*Task inputs:*
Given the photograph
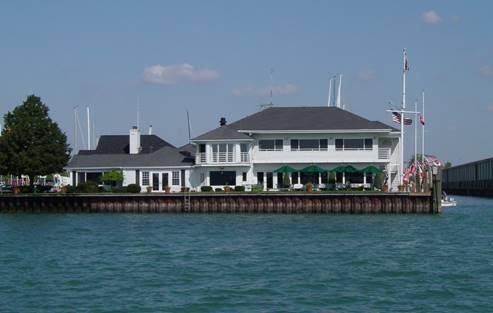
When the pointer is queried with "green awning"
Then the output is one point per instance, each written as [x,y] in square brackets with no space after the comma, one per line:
[372,169]
[339,169]
[345,169]
[285,169]
[313,169]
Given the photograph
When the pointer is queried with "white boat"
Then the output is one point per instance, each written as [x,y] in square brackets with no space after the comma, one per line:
[448,201]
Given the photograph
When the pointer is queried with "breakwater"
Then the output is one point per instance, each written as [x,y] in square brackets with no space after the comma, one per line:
[285,203]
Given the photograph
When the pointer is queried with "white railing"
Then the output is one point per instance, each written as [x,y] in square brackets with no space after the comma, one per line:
[244,157]
[222,157]
[200,158]
[383,153]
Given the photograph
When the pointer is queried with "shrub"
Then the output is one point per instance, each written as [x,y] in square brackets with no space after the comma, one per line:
[133,188]
[257,188]
[69,189]
[87,187]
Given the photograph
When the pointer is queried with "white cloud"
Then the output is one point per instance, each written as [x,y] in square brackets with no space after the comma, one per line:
[173,74]
[367,75]
[486,70]
[431,17]
[277,90]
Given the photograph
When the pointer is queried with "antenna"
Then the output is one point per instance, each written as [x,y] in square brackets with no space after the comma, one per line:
[330,92]
[189,127]
[338,101]
[88,128]
[271,73]
[75,127]
[138,111]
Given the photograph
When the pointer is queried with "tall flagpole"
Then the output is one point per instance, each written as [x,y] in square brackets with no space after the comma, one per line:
[404,71]
[423,134]
[415,145]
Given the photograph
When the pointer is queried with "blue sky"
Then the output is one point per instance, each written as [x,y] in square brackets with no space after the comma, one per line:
[213,58]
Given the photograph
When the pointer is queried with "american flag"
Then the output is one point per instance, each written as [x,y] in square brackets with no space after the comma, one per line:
[396,118]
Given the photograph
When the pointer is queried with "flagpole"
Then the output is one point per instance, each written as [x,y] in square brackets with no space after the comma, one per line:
[415,145]
[404,61]
[423,134]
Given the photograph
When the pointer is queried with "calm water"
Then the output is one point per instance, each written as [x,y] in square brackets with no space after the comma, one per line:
[249,263]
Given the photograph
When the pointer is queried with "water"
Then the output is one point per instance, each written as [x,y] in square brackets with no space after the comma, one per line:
[249,263]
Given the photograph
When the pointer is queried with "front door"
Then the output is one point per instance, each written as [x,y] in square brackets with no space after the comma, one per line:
[155,181]
[270,181]
[165,181]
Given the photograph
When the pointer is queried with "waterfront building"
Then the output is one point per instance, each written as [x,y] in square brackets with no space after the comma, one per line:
[270,148]
[309,140]
[146,160]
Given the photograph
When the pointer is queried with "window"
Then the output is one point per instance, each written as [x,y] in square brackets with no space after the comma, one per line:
[145,178]
[222,153]
[309,144]
[354,144]
[260,178]
[222,178]
[175,178]
[270,145]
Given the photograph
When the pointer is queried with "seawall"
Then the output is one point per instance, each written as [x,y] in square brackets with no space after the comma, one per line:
[284,203]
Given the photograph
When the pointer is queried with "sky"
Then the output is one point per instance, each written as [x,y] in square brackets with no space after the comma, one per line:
[218,59]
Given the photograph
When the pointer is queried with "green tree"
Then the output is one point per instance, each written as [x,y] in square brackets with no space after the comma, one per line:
[113,177]
[31,143]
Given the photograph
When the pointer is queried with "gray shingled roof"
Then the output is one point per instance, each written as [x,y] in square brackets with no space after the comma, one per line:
[306,118]
[223,132]
[119,144]
[294,118]
[166,156]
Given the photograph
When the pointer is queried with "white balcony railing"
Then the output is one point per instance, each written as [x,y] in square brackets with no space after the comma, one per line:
[244,157]
[383,153]
[201,158]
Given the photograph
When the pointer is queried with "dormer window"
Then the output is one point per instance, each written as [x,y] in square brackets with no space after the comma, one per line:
[270,145]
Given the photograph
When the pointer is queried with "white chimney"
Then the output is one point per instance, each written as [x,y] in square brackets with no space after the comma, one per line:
[134,140]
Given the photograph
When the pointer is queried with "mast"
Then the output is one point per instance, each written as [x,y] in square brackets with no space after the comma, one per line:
[404,71]
[415,145]
[330,92]
[88,128]
[75,129]
[189,128]
[338,101]
[423,134]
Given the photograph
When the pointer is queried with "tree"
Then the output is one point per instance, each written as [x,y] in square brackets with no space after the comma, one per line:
[113,177]
[31,143]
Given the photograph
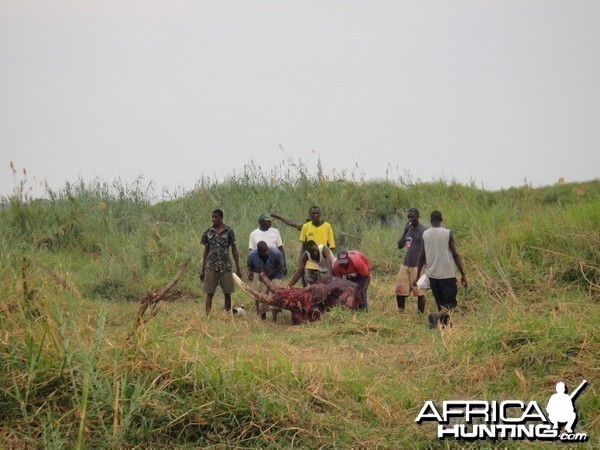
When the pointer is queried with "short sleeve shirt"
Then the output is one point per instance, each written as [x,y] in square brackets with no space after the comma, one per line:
[358,265]
[218,245]
[272,237]
[322,235]
[413,245]
[274,263]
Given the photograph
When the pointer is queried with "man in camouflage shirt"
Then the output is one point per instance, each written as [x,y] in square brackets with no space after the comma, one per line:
[216,264]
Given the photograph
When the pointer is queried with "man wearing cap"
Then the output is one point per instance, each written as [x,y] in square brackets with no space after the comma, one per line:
[356,268]
[440,255]
[412,240]
[267,260]
[216,264]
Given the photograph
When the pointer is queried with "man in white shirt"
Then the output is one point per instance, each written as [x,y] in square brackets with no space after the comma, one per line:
[265,232]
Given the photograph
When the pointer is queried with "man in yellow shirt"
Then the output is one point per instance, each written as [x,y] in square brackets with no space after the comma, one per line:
[322,234]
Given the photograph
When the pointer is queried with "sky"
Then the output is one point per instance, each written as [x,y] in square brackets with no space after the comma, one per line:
[496,93]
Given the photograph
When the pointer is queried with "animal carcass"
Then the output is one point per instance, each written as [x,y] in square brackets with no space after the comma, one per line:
[307,304]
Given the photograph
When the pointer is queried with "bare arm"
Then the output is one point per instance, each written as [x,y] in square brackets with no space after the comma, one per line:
[422,262]
[280,248]
[299,270]
[329,258]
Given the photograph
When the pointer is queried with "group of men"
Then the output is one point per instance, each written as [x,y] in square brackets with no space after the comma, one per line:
[433,248]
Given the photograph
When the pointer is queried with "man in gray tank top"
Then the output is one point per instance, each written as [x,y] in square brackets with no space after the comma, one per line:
[440,255]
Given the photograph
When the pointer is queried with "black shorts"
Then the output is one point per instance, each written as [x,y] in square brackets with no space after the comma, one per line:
[444,291]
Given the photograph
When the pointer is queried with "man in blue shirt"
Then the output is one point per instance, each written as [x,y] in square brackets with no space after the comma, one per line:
[270,261]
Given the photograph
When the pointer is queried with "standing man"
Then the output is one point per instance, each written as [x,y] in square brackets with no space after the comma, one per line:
[440,255]
[322,234]
[272,237]
[320,256]
[216,264]
[270,261]
[412,240]
[356,268]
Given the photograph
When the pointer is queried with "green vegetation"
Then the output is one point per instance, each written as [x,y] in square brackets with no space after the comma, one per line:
[75,371]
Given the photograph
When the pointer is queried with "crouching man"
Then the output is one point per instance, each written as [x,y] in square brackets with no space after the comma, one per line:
[355,267]
[270,261]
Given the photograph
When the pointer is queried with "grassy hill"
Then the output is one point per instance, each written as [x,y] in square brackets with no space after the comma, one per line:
[76,371]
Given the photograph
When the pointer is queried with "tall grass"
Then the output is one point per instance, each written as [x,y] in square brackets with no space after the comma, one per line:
[75,372]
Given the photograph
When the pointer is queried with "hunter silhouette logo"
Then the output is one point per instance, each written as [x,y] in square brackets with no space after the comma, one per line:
[560,407]
[512,419]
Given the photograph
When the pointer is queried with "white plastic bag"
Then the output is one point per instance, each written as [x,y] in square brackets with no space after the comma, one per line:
[423,283]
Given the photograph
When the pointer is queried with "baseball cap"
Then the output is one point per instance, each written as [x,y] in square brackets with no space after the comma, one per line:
[343,256]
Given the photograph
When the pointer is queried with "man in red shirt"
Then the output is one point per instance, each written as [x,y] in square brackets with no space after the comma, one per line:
[355,267]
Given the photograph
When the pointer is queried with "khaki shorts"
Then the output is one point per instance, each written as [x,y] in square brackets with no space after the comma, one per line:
[261,287]
[214,279]
[406,277]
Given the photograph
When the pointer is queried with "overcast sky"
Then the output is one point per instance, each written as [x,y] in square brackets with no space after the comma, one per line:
[491,92]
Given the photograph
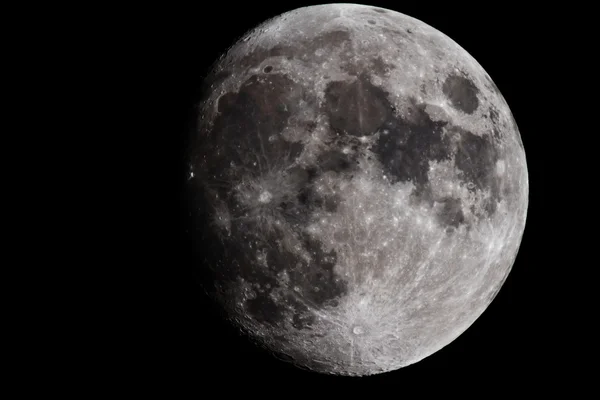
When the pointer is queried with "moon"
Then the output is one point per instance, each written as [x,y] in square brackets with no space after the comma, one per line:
[358,188]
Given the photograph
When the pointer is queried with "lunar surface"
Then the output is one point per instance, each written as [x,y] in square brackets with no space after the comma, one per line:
[358,186]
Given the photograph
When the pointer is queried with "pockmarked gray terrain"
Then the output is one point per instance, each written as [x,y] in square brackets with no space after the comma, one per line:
[359,188]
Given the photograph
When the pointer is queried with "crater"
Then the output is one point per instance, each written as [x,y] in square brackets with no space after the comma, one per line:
[462,93]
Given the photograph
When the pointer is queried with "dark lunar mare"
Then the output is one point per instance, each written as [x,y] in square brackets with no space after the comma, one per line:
[244,143]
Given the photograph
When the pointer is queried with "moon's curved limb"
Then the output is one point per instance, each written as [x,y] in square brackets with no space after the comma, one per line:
[364,186]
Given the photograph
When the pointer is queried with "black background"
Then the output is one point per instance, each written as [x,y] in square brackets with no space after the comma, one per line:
[181,342]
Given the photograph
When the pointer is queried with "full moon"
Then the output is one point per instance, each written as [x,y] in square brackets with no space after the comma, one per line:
[358,187]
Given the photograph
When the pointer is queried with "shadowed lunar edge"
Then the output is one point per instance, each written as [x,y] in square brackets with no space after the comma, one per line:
[243,145]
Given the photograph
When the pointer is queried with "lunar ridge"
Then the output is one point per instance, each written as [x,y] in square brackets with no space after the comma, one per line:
[358,185]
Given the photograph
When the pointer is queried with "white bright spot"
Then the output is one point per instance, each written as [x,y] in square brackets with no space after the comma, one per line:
[265,197]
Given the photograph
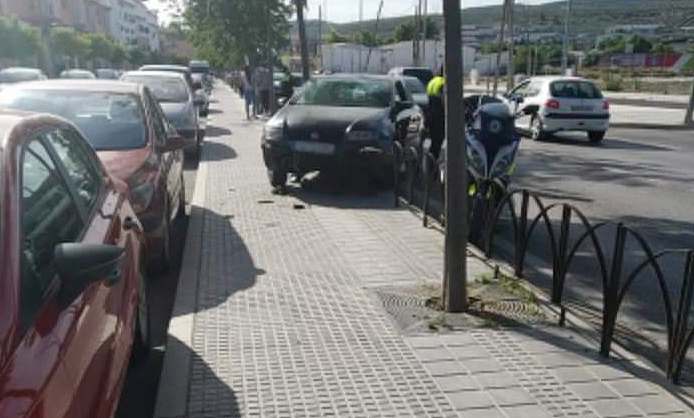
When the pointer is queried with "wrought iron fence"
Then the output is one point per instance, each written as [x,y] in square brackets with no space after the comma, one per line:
[411,171]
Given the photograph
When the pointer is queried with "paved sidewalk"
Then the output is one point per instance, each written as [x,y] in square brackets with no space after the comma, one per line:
[276,315]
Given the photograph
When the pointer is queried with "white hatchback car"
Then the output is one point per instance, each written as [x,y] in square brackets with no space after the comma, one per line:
[566,104]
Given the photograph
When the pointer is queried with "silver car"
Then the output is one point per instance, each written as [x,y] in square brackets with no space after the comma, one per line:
[177,101]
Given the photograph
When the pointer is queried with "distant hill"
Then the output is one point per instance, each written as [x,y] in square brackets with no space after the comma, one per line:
[588,16]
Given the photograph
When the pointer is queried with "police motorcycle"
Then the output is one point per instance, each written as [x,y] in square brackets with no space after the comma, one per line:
[492,143]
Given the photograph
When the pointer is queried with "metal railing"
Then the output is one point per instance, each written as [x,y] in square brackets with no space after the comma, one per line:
[411,171]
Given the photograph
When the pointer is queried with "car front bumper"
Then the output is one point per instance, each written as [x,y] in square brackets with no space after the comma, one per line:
[347,156]
[557,122]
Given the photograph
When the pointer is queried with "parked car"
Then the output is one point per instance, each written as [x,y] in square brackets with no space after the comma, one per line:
[177,101]
[566,104]
[19,74]
[126,126]
[107,74]
[342,123]
[202,94]
[203,108]
[418,92]
[74,297]
[78,74]
[422,73]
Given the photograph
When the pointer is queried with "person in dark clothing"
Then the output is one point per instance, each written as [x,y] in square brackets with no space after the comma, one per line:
[436,121]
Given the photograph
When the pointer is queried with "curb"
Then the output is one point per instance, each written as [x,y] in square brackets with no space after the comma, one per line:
[172,393]
[651,126]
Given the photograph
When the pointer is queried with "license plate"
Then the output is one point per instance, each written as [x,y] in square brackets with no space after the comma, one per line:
[314,147]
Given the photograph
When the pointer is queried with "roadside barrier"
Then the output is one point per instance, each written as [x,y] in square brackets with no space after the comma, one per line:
[528,216]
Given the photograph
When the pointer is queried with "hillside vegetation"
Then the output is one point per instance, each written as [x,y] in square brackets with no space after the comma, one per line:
[588,16]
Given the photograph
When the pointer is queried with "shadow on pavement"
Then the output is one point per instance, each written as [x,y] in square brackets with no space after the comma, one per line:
[214,131]
[217,151]
[213,398]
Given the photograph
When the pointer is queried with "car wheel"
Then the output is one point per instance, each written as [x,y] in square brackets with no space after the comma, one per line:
[278,178]
[161,263]
[182,200]
[143,343]
[596,137]
[537,131]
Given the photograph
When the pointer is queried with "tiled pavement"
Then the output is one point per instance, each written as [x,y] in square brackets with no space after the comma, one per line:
[282,321]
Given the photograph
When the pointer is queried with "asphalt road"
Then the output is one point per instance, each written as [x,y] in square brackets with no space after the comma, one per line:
[643,178]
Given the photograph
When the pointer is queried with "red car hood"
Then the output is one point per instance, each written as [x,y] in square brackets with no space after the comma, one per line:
[124,164]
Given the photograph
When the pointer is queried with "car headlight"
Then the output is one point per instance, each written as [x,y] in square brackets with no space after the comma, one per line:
[476,160]
[502,167]
[141,196]
[361,135]
[273,132]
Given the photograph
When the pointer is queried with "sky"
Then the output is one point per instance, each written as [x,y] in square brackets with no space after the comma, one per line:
[340,11]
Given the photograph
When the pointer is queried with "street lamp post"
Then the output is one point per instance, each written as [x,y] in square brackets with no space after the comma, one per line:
[455,281]
[565,49]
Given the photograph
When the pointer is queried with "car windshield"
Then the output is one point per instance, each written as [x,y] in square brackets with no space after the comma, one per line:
[346,92]
[575,90]
[109,121]
[165,89]
[414,85]
[16,76]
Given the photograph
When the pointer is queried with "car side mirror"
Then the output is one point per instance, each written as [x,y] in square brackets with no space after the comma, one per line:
[399,106]
[531,109]
[199,98]
[78,265]
[174,142]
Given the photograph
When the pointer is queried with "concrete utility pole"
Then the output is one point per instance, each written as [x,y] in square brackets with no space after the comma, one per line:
[501,46]
[424,33]
[690,109]
[268,59]
[319,44]
[511,71]
[300,4]
[378,19]
[455,259]
[565,49]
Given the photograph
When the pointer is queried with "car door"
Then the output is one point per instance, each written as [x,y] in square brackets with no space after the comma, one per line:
[67,345]
[94,355]
[171,163]
[407,120]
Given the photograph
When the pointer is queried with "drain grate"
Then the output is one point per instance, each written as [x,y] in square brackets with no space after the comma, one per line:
[514,310]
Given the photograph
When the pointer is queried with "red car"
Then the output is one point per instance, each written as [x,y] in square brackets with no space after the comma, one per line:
[126,126]
[73,298]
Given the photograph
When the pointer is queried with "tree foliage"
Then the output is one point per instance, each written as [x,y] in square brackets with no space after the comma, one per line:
[18,42]
[229,33]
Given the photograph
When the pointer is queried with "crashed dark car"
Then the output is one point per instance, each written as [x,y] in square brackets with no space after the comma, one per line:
[344,124]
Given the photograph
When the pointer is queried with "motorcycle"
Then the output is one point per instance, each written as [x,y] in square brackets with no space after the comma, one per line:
[492,143]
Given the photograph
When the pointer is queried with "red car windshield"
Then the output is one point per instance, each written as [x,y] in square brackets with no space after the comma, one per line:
[109,121]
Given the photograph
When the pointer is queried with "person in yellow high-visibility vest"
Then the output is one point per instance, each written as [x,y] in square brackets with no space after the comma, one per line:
[436,121]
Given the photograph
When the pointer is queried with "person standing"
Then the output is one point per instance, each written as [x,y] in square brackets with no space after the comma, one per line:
[436,121]
[249,93]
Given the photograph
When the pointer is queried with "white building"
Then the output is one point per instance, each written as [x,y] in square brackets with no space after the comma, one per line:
[351,58]
[133,24]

*Problem statement:* Please show, exactly as written, every line above that contains the word "motorcycle".

*Written solution:*
When the pointer is queried with "police motorcycle"
When the pointer is queried with "motorcycle"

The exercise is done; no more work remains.